Items from a data source:
— begin —
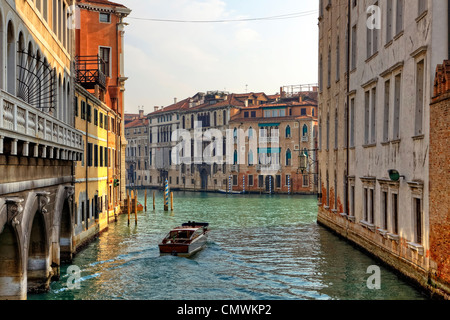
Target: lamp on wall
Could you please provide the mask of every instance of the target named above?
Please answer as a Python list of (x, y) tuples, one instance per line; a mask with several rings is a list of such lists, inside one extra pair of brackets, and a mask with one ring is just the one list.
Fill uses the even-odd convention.
[(299, 158), (300, 158), (299, 169), (303, 174), (305, 170), (308, 168), (308, 155), (305, 153), (305, 151), (302, 151)]
[(405, 179), (405, 176), (400, 175), (400, 173), (395, 169), (391, 169), (388, 172), (389, 172), (389, 178), (392, 181), (398, 181), (398, 180), (400, 180), (400, 178)]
— end —
(Problem statement): Format the data above as a two-column CSV with the columns "request" and "answer", one row per request, placing each request's text and its answer in single quoted fields with any line breaks replaced by spaces. Omit the pictures.

(Answer for this exercise):
request,answer
"Target: lamp on wall Could you please provide the mask of every instance of the target named above? Please answer as a Python list of (x, y) tuples, one instance per line; a mask with several rings is a list of such lists, inside one extra pair of brackets, and a mask with one ring is just the one list. Fill uses the even-odd convention.","[(299, 158), (300, 158), (299, 169), (303, 174), (305, 170), (308, 168), (308, 155), (305, 153), (305, 151), (302, 151)] [(405, 179), (405, 176), (400, 175), (400, 173), (395, 169), (391, 169), (388, 172), (389, 172), (389, 178), (392, 181), (398, 181), (398, 180), (400, 180), (400, 178)]"